Records of labeled points:
## START

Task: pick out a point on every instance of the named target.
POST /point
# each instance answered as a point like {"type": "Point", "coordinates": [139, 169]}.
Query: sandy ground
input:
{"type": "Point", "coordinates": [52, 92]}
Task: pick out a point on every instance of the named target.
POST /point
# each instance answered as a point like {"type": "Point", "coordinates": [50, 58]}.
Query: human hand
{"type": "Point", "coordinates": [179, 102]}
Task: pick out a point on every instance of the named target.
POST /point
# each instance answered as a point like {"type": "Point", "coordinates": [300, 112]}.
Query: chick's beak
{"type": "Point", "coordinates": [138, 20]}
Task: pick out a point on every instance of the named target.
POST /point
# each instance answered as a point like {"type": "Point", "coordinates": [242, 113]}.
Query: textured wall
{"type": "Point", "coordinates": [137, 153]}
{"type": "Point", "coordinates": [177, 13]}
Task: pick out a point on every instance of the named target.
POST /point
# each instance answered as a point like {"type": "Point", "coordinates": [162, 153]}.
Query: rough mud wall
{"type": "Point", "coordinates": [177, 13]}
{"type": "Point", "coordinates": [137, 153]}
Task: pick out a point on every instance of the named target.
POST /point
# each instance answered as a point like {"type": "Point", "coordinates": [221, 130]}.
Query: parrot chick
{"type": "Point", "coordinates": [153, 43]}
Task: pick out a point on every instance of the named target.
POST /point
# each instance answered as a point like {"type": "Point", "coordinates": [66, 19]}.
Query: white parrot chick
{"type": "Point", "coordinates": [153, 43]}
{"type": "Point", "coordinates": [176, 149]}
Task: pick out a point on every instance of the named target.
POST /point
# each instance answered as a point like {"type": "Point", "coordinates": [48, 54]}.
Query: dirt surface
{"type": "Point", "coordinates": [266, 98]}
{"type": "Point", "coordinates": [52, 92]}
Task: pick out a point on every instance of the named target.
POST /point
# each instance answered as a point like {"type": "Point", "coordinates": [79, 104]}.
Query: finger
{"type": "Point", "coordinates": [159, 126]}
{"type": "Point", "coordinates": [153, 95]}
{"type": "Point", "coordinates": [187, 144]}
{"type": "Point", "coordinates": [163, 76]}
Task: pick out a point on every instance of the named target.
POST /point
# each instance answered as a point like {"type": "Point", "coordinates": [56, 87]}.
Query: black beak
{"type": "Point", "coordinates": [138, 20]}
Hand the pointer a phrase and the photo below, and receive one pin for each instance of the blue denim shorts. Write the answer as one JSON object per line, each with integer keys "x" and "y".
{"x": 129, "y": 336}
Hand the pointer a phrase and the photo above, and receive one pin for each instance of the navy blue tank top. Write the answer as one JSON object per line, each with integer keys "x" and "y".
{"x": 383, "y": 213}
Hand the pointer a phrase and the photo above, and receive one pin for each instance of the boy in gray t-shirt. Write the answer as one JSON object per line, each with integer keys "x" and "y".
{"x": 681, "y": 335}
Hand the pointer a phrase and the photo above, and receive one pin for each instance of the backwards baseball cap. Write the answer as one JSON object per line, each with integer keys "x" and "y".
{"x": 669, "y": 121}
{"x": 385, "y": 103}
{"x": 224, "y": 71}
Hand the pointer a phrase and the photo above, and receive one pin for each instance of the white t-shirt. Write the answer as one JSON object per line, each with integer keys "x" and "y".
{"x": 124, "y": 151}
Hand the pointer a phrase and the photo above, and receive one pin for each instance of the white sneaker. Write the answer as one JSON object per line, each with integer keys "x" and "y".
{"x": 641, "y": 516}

## END

=== Exercise requirements ===
Transcribe the material above in its entirety. Match it exactly.

=== Problem solution ===
Task: pick out a point on every instance of the named target.
POST /point
# each instance answered as a point like {"type": "Point", "coordinates": [139, 169]}.
Query: sandy ground
input:
{"type": "Point", "coordinates": [52, 92]}
Task: pick out a point on every instance of the named target.
POST /point
# each instance answered as a point like {"type": "Point", "coordinates": [50, 58]}.
Query: human hand
{"type": "Point", "coordinates": [179, 102]}
Task: pick out a point on every instance of the named target.
POST /point
# each instance answered as a point like {"type": "Point", "coordinates": [300, 112]}.
Query: chick's beak
{"type": "Point", "coordinates": [138, 20]}
Task: pick out a point on every instance of the named target.
POST /point
# each instance answered as a point like {"type": "Point", "coordinates": [242, 113]}.
Query: textured wall
{"type": "Point", "coordinates": [137, 153]}
{"type": "Point", "coordinates": [177, 13]}
Task: pick out a point on every instance of the named target.
POST /point
# each instance answered as a point like {"type": "Point", "coordinates": [162, 153]}.
Query: rough mud wall
{"type": "Point", "coordinates": [177, 13]}
{"type": "Point", "coordinates": [137, 153]}
Task: pick out a point on every instance of the named target.
POST /point
# each instance answered as a point like {"type": "Point", "coordinates": [221, 130]}.
Query: parrot chick
{"type": "Point", "coordinates": [153, 43]}
Task: pick out a point on every instance of the named target.
POST /point
# each instance answered as a point like {"type": "Point", "coordinates": [66, 19]}.
Query: white parrot chick
{"type": "Point", "coordinates": [153, 43]}
{"type": "Point", "coordinates": [176, 149]}
Task: pick out a point on every instance of the named target.
POST /point
# each instance answered as a point like {"type": "Point", "coordinates": [48, 54]}.
Query: dirt surface
{"type": "Point", "coordinates": [266, 98]}
{"type": "Point", "coordinates": [52, 92]}
Task: pick out a point on every instance of the named target.
POST /point
# each instance answered as a point like {"type": "Point", "coordinates": [79, 104]}.
Query: finger
{"type": "Point", "coordinates": [159, 126]}
{"type": "Point", "coordinates": [153, 95]}
{"type": "Point", "coordinates": [187, 144]}
{"type": "Point", "coordinates": [163, 76]}
Task: pick out a point on every instance of the named target.
POST /point
# each instance answered as a point like {"type": "Point", "coordinates": [56, 87]}.
Query: black beak
{"type": "Point", "coordinates": [138, 20]}
Hand the pointer a phrase and the photo below, and receive one pin for each instance of the blue denim shorts. Write the answer as one JSON object per line, each with integer keys "x" and "y".
{"x": 129, "y": 336}
Hand the pointer a phrase and the photo above, and receive one pin for each instance of the navy blue tank top. Write the answer as one JSON object per line, each with integer keys "x" and "y".
{"x": 383, "y": 213}
Hand the pointer a phrase and the photo above, and receive one pin for each instance of the boy in gray t-shirt. Write the answer as one JSON object per line, each with integer keys "x" and "y".
{"x": 681, "y": 335}
Hand the pointer a phrase and the photo above, and receive one pin for each instance of the backwards baseball cap. Write the answer as one JSON object per line, each with integer keys "x" and "y".
{"x": 669, "y": 121}
{"x": 385, "y": 103}
{"x": 224, "y": 71}
Hand the pointer a phrase and the photo above, and receive one pin for each instance of the white t-shirt. Write the answer as one JSON object per line, each with integer keys "x" and "y".
{"x": 124, "y": 151}
Hand the pointer a phrase and the photo above, and receive one pin for each instance of the white sneaker. Write the answer as one JSON object per line, each with integer keys "x" and "y".
{"x": 641, "y": 516}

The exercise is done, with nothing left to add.